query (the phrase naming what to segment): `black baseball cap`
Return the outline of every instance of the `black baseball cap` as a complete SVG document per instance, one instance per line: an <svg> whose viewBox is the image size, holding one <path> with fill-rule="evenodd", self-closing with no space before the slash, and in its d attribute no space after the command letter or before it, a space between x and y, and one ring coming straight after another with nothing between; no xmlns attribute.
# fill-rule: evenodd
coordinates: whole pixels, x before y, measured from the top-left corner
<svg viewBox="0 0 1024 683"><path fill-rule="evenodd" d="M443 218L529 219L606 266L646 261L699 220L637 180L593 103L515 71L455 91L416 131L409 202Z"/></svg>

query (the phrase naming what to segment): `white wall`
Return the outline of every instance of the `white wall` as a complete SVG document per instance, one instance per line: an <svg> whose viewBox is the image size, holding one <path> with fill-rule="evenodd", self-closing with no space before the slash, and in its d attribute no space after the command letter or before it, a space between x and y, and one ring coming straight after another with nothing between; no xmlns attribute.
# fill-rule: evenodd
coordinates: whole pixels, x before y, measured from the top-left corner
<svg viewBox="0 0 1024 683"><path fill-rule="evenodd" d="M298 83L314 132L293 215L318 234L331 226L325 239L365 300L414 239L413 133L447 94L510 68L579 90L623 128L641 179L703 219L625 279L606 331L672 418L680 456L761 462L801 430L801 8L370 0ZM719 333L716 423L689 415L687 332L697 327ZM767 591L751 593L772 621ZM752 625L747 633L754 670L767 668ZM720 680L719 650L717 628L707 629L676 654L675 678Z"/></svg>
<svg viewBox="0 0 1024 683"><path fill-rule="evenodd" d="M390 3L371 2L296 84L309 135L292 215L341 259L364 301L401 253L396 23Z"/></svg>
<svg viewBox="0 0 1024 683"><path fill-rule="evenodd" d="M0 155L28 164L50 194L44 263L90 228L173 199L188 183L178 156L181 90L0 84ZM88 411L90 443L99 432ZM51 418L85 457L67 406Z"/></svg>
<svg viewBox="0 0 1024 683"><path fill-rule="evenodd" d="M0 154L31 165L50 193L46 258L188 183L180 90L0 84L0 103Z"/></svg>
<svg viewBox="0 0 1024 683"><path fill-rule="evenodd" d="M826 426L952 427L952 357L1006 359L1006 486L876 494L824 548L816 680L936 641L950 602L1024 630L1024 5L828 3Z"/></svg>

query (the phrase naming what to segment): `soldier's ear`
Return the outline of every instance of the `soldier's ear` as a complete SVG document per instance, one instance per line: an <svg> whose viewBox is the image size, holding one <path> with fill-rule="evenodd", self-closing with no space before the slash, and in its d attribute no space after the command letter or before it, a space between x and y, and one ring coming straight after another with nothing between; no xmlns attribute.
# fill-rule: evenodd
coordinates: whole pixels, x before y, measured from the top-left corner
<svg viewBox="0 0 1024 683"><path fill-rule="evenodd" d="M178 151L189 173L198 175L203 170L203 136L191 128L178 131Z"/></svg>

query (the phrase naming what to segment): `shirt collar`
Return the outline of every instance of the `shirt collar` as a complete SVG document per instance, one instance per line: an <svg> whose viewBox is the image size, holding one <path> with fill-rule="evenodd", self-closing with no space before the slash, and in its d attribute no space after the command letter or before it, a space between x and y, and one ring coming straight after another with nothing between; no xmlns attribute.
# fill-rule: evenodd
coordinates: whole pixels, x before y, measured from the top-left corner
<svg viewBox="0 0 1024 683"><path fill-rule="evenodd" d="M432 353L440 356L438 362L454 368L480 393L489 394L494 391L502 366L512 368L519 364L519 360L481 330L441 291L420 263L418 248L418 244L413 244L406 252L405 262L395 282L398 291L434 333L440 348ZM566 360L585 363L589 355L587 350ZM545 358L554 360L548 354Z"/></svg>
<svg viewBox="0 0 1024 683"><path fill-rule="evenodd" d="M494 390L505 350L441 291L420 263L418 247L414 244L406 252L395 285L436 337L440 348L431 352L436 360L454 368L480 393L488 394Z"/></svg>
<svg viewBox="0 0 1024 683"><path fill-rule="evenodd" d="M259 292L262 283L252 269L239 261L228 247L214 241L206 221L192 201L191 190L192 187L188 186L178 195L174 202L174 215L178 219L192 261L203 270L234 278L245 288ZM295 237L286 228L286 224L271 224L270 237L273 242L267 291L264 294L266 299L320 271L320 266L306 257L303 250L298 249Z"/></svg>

Exercise goal
Write all the records out again. Nothing may differ from the original.

Solution below
query (the phrase naming what to segment): `black baseball cap`
Return the outline of every instance of the `black baseball cap` as a complete SVG document per instance, one instance per line: an <svg> whose viewBox is the image size, holding one <path> with fill-rule="evenodd", self-closing with no space before the slash, and in its d attribute no space after the command letter or before it, a space between x and y, and one ring coming straight after another with nothing between; no xmlns attribute.
# fill-rule: evenodd
coordinates: whole pixels, x before y, measured from the top-left corner
<svg viewBox="0 0 1024 683"><path fill-rule="evenodd" d="M443 218L529 219L606 266L646 261L699 220L637 180L593 103L515 71L455 91L416 131L409 202Z"/></svg>

query (the phrase naming what to segment): `white wall`
Return the outline of every instance of the `white wall` as a complete SVG document per instance, one instance per line: an <svg> whose viewBox is the image size, holding one <path> with fill-rule="evenodd", self-closing with no space before the slash, and in its d attribute no space after the command letter or before it, a space between x and y, and one ring coming straight after another with nothing between; no xmlns attribute.
# fill-rule: evenodd
coordinates: whole pixels, x before y, measured from the top-left corner
<svg viewBox="0 0 1024 683"><path fill-rule="evenodd" d="M298 83L314 132L293 215L318 234L331 226L325 239L365 300L414 239L413 133L447 94L510 68L579 90L623 128L641 179L703 219L625 279L606 331L672 418L680 456L761 462L801 430L801 8L370 0ZM719 333L716 423L689 415L687 332L697 327ZM767 591L751 593L772 621ZM752 625L747 633L754 670L767 668ZM720 680L719 650L717 628L707 629L676 654L675 678Z"/></svg>
<svg viewBox="0 0 1024 683"><path fill-rule="evenodd" d="M390 3L371 2L296 84L309 135L292 215L341 259L364 301L401 253L396 23Z"/></svg>
<svg viewBox="0 0 1024 683"><path fill-rule="evenodd" d="M0 155L28 164L50 194L44 263L90 228L173 199L188 183L178 156L181 90L0 84ZM88 411L90 443L99 432ZM51 418L85 457L67 406Z"/></svg>
<svg viewBox="0 0 1024 683"><path fill-rule="evenodd" d="M0 154L31 165L50 193L46 258L188 183L180 90L0 84L0 103Z"/></svg>
<svg viewBox="0 0 1024 683"><path fill-rule="evenodd" d="M826 426L952 427L952 357L1006 359L1006 486L876 494L824 548L816 680L936 641L950 602L1024 630L1024 5L828 3Z"/></svg>

query (the phrase naming what to segment): `soldier's ear`
Return the outline of every instance of the `soldier's ear` as a complete SVG document per instance, one instance per line: an <svg> whose viewBox is the image size, holding one <path> with fill-rule="evenodd", self-closing with no space before the slash, and in its d attribute no space after the command letter or before it, a space between x and y, and one ring coming straight after another with nothing between; no xmlns attribute.
# fill-rule: evenodd
coordinates: whole pixels, x before y, measured from the top-left corner
<svg viewBox="0 0 1024 683"><path fill-rule="evenodd" d="M178 151L189 173L198 175L203 170L203 136L191 128L178 131Z"/></svg>

query (the phrase naming what to segment): `shirt collar`
Return the outline of every instance of the `shirt collar` as a complete SVG document per instance, one instance per line: an <svg> whose viewBox is the image size, holding one <path> with fill-rule="evenodd", self-closing with no space before the slash, and in its d attribute no space after the command letter or before it, a space between x and y, and one ring coming straight after another with nothing between; no xmlns attribute.
# fill-rule: evenodd
coordinates: whole pixels, x before y, measured from the top-left corner
<svg viewBox="0 0 1024 683"><path fill-rule="evenodd" d="M432 353L440 356L438 362L454 368L480 393L489 394L494 391L502 366L512 368L519 364L519 360L481 330L441 291L420 263L418 248L418 244L413 244L406 252L405 262L395 282L398 291L434 333L440 348ZM566 360L585 363L589 355L587 350ZM545 358L554 360L548 354Z"/></svg>
<svg viewBox="0 0 1024 683"><path fill-rule="evenodd" d="M494 390L505 350L441 291L420 263L418 247L414 244L406 252L395 285L436 337L440 348L431 352L436 360L454 368L480 393L488 394Z"/></svg>
<svg viewBox="0 0 1024 683"><path fill-rule="evenodd" d="M259 292L262 283L252 269L239 261L228 247L214 241L206 221L192 201L191 190L192 187L188 186L178 195L174 202L174 215L178 219L192 261L203 270L234 278L245 288ZM295 237L286 228L286 224L271 224L270 237L273 242L267 291L264 294L266 299L320 271L320 266L306 257L303 250L298 249Z"/></svg>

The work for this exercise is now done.